Why should my child see a pediatric dentist?

In addition to 4 years of a graduate school program, pediatric dentists complete an extra 2 years of schooling to specialize in working with children. Dr. Feldman’s residency provided preparation and education on how to work with younger children and how to make their dental experience a pleasant one. Her training included specialization in nitrous oxide, oral sedation, and general anesthesia. A pediatric dentist is also trained in understanding growth and development of teeth, and can offer advice on early treatment of crooked or misaligned teeth.

Dr. Feldman’s philosophy is if you take your child to a pediatrician, then you should also take your child to a pediatric dentist.

When should my child first see a dentist?

Your child should first see a dentist at the sign of his or her first tooth, or by 1 year of age. Children’s teeth normally start erupting around 5 to 6 months of age. At the age of 1, Dr. Feldman will evaluate the existing teeth, as well as the rest of the head and neck area to make sure everything is healthy and well-timed. She will be able to share her knowledge on diet and oral healthcare and answer any questions you may have regarding your child’s health, wellness, and development.

Many childhood dental problems are preventable. Dr. Feldman’s philosophy is that if you start early, you have the ability to prevent problems before they develop.

When should I start brushing my child’s teeth?

You should begin brushing your child’s teeth when his or her first tooth comes in. In areas where teeth have not come in yet, use a piece of gauze with water to clean and remove any food that may be present.

A “smear” of toothpaste that contains fluoride can be used when teeth begin to erupt. The amount of fluoride in a smear is very low and will not affect your child if they were to accidentally ingest it.

When your child turns 3, they may begin using a “pea” size amount of toothpaste with fluoride.

> _SOURCE INFORMATION_
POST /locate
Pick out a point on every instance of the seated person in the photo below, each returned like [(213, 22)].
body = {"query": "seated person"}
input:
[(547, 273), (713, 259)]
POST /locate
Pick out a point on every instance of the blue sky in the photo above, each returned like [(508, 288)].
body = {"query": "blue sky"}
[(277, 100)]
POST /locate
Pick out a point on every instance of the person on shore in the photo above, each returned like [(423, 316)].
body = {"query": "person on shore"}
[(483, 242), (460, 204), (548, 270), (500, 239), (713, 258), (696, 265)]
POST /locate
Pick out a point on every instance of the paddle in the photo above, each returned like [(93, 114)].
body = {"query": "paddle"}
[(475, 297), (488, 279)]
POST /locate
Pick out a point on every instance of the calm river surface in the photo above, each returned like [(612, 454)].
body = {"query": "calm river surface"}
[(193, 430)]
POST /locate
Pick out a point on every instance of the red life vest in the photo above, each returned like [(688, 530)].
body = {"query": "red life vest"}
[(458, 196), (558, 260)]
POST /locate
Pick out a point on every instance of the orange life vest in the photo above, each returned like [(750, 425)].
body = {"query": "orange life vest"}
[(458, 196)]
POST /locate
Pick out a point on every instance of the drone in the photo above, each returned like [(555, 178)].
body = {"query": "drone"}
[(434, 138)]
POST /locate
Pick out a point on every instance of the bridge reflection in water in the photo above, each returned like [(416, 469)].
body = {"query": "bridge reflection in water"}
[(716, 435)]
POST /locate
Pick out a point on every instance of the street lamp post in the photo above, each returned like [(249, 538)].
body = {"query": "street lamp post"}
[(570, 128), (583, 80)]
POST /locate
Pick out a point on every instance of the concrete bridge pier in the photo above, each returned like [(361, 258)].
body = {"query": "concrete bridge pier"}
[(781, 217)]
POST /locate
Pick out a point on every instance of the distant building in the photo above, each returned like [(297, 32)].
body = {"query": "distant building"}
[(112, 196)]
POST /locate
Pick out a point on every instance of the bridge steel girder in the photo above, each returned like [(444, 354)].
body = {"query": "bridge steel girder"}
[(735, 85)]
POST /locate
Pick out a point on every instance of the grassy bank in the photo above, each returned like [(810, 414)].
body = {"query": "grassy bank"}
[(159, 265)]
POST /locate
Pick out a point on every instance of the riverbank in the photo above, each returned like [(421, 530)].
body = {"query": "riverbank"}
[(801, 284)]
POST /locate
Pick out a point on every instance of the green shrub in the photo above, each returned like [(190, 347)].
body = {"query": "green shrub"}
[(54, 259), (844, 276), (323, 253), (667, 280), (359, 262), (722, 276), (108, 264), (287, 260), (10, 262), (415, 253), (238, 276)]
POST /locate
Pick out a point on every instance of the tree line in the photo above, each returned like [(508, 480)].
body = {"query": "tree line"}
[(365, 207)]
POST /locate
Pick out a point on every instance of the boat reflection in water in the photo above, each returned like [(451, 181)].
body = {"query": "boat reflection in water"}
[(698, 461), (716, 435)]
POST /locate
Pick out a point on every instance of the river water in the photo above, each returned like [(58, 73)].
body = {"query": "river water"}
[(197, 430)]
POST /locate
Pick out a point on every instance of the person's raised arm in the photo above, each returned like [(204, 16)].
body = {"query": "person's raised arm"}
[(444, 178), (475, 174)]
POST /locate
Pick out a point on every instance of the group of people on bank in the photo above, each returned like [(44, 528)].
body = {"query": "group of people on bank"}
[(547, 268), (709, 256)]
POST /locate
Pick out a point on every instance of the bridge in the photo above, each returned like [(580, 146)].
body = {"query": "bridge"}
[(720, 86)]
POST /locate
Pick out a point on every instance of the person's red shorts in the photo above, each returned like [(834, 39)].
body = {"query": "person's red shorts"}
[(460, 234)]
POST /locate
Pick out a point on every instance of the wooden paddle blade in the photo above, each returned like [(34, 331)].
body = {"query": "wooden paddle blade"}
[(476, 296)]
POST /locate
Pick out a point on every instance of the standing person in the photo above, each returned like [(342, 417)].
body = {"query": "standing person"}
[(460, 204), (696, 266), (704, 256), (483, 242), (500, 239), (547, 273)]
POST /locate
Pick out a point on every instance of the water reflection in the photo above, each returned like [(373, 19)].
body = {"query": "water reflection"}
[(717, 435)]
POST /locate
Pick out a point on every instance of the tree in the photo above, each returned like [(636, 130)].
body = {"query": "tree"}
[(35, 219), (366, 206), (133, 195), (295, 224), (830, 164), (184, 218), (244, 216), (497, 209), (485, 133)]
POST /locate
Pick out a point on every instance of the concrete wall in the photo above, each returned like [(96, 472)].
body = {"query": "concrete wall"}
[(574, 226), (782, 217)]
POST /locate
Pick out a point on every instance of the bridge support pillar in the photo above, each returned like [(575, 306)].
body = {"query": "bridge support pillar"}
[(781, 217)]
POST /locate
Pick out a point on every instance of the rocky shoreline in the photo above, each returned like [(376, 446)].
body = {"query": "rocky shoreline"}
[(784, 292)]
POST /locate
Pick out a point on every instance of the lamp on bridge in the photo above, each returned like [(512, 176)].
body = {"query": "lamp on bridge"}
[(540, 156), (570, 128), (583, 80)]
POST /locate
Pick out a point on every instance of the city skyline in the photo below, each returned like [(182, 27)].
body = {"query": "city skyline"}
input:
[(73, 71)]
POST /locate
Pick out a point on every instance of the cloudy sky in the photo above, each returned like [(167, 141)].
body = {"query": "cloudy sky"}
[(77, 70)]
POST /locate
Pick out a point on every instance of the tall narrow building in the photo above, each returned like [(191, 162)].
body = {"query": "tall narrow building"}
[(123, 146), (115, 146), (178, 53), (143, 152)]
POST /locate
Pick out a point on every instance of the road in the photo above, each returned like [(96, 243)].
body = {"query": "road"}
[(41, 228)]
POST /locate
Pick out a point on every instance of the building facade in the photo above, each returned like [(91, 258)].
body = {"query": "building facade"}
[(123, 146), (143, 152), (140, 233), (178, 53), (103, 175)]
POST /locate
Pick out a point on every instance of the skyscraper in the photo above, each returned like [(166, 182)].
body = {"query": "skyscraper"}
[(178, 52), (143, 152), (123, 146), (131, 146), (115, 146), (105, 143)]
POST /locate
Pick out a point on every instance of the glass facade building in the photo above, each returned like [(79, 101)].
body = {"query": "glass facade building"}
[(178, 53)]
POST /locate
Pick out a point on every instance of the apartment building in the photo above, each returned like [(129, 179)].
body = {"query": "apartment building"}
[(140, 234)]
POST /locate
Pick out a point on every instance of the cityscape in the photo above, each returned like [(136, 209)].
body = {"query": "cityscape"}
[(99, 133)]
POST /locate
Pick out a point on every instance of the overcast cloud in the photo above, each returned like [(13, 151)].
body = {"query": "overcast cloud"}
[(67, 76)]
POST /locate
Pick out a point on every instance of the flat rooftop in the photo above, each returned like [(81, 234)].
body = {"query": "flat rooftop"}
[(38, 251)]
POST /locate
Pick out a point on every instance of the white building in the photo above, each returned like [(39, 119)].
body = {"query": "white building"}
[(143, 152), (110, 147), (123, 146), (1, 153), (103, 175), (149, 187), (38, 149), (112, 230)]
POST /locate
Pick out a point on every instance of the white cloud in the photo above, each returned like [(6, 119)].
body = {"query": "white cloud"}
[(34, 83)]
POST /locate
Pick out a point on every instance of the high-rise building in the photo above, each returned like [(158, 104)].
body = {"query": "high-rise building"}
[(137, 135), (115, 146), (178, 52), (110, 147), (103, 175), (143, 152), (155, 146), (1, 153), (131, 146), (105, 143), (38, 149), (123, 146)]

--

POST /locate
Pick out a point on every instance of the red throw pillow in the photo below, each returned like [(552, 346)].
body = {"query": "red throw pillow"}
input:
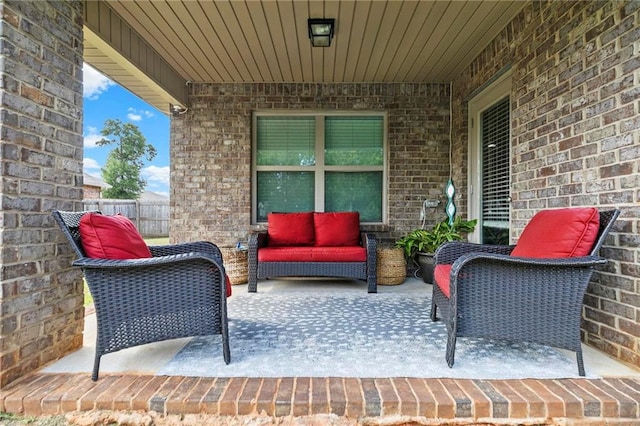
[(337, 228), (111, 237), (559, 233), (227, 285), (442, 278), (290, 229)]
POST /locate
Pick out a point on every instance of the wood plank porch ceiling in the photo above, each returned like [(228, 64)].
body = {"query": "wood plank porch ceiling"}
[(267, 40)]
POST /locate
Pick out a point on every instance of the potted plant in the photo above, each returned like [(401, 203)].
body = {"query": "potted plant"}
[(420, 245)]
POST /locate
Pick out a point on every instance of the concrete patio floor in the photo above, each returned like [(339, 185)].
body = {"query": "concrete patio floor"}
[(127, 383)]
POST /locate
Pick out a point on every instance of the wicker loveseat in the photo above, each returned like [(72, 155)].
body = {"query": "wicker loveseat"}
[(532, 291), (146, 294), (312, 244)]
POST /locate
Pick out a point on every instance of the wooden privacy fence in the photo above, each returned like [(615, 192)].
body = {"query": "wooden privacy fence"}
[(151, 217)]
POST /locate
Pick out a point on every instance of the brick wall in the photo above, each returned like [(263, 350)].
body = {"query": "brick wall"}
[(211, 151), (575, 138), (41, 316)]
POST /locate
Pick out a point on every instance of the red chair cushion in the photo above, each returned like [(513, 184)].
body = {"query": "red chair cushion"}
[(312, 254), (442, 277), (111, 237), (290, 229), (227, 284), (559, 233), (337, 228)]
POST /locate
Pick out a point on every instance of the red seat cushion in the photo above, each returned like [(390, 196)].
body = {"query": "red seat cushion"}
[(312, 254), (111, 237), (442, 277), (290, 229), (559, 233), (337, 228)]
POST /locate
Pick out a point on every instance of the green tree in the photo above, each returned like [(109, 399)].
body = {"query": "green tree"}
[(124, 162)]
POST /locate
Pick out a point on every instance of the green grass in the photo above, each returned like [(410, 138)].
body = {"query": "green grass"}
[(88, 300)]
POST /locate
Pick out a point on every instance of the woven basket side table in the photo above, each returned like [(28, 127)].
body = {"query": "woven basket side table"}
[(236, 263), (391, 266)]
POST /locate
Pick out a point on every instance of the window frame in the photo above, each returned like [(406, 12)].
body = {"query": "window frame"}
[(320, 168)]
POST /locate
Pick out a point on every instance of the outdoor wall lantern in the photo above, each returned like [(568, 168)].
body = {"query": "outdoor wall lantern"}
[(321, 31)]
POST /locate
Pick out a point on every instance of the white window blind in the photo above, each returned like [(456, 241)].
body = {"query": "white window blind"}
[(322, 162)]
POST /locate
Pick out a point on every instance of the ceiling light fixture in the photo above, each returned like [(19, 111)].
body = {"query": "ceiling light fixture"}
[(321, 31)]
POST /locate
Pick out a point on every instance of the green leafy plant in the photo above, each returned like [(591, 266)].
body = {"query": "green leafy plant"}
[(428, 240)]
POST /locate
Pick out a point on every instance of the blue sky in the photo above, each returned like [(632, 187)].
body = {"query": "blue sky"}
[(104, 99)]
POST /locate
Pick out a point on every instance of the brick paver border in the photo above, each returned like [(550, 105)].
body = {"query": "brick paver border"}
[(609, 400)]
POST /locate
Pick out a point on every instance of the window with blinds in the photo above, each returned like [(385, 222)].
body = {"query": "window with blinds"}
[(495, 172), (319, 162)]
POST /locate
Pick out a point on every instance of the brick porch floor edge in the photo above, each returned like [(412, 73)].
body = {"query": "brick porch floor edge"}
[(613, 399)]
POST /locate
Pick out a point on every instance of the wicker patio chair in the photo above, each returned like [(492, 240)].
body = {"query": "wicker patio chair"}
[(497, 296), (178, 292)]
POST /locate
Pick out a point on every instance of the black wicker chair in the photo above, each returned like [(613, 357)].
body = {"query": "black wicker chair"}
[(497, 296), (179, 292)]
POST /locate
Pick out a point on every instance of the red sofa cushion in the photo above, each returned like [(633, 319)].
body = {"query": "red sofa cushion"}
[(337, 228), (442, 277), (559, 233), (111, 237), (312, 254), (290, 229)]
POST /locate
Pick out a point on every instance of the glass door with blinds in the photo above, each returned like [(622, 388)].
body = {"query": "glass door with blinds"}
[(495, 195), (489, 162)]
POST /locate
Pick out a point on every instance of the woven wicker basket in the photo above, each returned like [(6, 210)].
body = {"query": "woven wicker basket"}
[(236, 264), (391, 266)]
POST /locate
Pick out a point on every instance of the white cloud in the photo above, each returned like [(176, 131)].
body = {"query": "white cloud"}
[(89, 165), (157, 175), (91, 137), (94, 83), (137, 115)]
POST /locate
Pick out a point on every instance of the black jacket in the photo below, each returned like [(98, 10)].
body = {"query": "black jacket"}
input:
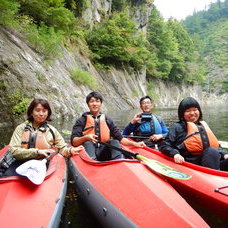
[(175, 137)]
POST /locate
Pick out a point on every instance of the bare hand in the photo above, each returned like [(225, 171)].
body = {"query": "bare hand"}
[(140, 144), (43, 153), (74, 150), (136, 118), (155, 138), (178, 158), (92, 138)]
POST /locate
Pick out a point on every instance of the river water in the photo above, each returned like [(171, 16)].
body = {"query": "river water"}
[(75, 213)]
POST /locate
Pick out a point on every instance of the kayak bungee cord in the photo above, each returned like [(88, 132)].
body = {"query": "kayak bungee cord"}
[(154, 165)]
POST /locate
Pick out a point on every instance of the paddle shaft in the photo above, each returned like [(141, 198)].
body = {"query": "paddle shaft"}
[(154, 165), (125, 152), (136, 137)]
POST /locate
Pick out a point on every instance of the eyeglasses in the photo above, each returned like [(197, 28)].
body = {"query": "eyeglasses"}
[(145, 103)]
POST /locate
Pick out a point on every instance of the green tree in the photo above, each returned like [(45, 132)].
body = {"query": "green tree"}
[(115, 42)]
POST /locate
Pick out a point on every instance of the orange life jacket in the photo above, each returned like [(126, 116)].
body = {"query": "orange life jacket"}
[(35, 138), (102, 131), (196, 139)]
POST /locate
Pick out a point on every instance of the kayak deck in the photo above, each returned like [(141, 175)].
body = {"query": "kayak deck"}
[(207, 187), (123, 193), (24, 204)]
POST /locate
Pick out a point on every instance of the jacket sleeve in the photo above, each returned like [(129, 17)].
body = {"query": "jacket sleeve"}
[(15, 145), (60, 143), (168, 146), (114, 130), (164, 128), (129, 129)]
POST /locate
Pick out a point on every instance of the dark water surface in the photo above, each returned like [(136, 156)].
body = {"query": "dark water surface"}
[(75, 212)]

> _WORK TASK A_
Please rewrite the passage of the pediatric dentistry FAQ that begins at the words "Many childhood dental" and stops after "accidentally ingest it.", putting "soft cloth" in place of "gauze".
> _WORK TASK B_
In the pediatric dentistry FAQ, how many extra years of schooling do pediatric dentists complete beyond a graduate school program?

> _WRITTEN REPLY A_
Many childhood dental problems are preventable. Dr. Feldman’s philosophy is that if you start early, you have the ability to prevent problems before they develop.

When should I start brushing my child’s teeth?

You should begin brushing your child’s teeth when his or her first tooth comes in. In areas where teeth have not come in yet, use a piece of soft cloth with water to clean and remove any food that may be present.

A “smear” of toothpaste that contains fluoride can be used when teeth begin to erupt. The amount of fluoride in a smear is very low and will not affect your child if they were to accidentally ingest it.

> _WRITTEN REPLY B_
2 years